▶ _Material supplied_

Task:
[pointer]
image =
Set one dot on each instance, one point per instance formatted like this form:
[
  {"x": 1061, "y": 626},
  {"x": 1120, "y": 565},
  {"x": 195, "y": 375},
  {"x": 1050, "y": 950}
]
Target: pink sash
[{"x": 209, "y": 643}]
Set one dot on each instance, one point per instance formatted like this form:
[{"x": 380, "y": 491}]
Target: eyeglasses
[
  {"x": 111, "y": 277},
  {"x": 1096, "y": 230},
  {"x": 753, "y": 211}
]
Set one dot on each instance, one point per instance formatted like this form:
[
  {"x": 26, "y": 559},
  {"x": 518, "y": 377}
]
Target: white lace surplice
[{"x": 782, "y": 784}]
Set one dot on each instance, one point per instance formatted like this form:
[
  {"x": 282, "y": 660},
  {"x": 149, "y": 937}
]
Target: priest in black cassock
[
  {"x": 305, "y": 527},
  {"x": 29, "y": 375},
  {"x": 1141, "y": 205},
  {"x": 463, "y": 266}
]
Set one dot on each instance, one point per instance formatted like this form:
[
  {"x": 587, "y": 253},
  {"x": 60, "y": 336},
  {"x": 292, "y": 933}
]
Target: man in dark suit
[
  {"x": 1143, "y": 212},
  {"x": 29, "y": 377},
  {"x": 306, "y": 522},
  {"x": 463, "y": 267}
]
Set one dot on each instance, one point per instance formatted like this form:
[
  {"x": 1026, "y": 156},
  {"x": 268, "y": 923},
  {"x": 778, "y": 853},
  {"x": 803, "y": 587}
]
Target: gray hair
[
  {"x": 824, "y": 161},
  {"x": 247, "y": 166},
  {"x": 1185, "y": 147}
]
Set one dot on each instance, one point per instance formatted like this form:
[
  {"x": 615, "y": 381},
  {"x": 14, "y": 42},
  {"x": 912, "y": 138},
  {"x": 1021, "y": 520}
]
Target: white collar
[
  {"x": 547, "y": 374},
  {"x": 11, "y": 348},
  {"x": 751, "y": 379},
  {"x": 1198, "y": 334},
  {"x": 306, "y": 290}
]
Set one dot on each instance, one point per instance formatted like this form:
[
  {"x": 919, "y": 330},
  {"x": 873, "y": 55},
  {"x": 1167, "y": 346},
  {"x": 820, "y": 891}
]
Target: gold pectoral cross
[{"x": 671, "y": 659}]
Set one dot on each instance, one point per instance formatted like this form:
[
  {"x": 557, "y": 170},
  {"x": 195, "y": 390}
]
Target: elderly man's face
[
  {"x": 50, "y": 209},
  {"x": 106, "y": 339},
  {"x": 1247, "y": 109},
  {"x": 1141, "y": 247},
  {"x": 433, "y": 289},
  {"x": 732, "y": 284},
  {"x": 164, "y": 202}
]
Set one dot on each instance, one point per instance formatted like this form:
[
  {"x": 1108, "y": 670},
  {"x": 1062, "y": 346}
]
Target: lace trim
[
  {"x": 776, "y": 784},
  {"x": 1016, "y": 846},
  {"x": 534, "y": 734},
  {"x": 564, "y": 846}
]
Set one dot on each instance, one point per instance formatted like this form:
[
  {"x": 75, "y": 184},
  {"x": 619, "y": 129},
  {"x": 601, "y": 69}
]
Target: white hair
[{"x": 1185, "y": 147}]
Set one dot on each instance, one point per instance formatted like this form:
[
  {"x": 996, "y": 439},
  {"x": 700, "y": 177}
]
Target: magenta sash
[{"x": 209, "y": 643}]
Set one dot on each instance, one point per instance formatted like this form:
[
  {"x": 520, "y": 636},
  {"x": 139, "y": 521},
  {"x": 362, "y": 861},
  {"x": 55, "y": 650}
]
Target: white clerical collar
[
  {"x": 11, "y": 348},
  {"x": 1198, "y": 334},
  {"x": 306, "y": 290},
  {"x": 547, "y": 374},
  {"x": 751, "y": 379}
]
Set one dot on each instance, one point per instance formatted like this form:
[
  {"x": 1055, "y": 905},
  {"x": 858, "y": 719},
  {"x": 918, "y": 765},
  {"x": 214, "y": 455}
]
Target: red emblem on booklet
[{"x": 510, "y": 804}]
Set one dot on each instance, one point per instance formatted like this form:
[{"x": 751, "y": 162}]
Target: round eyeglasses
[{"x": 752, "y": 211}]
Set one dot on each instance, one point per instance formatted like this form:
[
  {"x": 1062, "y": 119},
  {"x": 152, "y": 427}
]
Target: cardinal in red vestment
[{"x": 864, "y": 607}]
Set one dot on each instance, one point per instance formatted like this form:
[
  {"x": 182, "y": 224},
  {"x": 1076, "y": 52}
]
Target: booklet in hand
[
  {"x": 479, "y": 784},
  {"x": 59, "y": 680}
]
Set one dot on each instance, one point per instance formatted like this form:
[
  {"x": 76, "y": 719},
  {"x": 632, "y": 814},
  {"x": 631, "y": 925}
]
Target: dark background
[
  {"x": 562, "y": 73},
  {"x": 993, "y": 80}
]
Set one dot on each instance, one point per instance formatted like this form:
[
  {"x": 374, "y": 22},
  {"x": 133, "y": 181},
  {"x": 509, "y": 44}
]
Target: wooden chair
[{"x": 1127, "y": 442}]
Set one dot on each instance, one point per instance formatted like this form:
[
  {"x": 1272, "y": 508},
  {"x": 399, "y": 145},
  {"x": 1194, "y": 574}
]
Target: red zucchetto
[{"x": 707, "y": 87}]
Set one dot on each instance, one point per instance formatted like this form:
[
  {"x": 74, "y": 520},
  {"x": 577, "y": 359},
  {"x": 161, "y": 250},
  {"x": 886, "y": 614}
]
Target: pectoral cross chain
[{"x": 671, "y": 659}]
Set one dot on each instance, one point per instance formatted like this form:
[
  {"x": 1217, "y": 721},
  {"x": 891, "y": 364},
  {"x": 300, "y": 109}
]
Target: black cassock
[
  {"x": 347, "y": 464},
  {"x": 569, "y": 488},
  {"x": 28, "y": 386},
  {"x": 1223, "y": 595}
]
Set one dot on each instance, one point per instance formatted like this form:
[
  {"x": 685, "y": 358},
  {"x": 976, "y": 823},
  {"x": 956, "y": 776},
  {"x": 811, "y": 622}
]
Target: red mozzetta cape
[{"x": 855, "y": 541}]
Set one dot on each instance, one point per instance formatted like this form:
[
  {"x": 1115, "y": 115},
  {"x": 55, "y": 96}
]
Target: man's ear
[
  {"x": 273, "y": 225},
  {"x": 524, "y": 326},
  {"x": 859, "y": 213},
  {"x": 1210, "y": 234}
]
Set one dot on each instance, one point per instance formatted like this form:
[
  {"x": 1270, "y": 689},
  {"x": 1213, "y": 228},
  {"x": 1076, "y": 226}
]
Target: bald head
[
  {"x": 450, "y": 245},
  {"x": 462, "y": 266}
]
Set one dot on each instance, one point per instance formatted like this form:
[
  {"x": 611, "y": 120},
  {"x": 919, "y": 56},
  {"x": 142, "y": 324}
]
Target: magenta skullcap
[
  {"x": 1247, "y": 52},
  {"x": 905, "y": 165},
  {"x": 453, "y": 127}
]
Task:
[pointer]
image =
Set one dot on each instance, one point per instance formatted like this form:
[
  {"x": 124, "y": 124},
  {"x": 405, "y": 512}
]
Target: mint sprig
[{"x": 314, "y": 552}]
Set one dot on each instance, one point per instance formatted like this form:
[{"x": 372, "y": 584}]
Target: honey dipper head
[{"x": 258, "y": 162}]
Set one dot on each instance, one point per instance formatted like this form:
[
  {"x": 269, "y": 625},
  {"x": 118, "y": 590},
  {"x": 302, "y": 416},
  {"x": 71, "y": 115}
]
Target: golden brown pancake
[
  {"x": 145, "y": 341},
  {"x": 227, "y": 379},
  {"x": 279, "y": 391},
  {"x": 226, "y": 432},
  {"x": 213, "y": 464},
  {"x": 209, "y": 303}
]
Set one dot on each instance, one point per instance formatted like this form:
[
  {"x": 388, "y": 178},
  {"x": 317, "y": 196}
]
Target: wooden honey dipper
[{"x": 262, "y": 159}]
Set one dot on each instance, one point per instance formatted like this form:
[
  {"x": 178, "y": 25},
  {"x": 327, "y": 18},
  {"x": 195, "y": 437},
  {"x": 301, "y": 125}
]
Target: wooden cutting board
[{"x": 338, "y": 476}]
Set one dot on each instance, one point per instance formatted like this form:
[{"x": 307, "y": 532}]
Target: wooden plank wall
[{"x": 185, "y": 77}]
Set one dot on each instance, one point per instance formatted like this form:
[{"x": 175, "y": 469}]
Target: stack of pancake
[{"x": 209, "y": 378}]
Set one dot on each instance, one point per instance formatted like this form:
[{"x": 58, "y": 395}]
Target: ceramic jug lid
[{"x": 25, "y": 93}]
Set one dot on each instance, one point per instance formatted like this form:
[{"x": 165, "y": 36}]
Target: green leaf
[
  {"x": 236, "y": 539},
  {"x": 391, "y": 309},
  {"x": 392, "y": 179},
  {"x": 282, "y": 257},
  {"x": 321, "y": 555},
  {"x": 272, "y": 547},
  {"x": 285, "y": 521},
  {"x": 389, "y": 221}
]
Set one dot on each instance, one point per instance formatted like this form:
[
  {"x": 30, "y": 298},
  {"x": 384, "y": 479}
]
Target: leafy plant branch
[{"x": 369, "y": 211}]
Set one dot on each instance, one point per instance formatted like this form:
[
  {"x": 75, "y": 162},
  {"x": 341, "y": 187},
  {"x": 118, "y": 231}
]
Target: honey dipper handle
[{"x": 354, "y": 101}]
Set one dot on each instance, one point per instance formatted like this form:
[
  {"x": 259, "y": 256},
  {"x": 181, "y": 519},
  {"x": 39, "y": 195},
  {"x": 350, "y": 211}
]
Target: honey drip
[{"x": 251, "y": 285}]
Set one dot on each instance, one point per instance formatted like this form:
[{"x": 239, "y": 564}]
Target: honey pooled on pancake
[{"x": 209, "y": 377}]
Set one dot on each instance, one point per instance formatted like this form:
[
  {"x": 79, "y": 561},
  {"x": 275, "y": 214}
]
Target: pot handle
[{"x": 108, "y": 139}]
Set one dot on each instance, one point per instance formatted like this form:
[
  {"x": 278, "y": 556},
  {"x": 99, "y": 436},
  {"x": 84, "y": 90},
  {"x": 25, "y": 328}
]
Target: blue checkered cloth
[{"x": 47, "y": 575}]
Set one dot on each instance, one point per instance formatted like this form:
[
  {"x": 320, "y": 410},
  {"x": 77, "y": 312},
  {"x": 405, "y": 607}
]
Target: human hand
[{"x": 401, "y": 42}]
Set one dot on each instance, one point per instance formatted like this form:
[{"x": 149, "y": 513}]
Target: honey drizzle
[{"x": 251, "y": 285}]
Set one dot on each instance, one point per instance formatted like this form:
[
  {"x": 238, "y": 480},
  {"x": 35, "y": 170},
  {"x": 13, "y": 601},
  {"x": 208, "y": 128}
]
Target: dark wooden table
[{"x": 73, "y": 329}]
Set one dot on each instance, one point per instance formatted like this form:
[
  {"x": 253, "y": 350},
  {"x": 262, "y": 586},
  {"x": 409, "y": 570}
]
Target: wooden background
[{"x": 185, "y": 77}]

▶ _Task brief_
Output the line containing "Target: honey drizzle" and each line after it through the close of the entries, unchanged and with no other lines.

▶ _Task result_
Target: honey drizzle
[{"x": 251, "y": 285}]
Set one dot on each instance, one point per instance formatted like this form:
[
  {"x": 238, "y": 480},
  {"x": 35, "y": 170},
  {"x": 13, "y": 601},
  {"x": 208, "y": 128}
]
Target: dark wooden table
[{"x": 73, "y": 329}]
Set one dot on each instance, one point per instance formatted like this form:
[
  {"x": 253, "y": 350},
  {"x": 262, "y": 586},
  {"x": 409, "y": 570}
]
Target: wooden background
[{"x": 185, "y": 77}]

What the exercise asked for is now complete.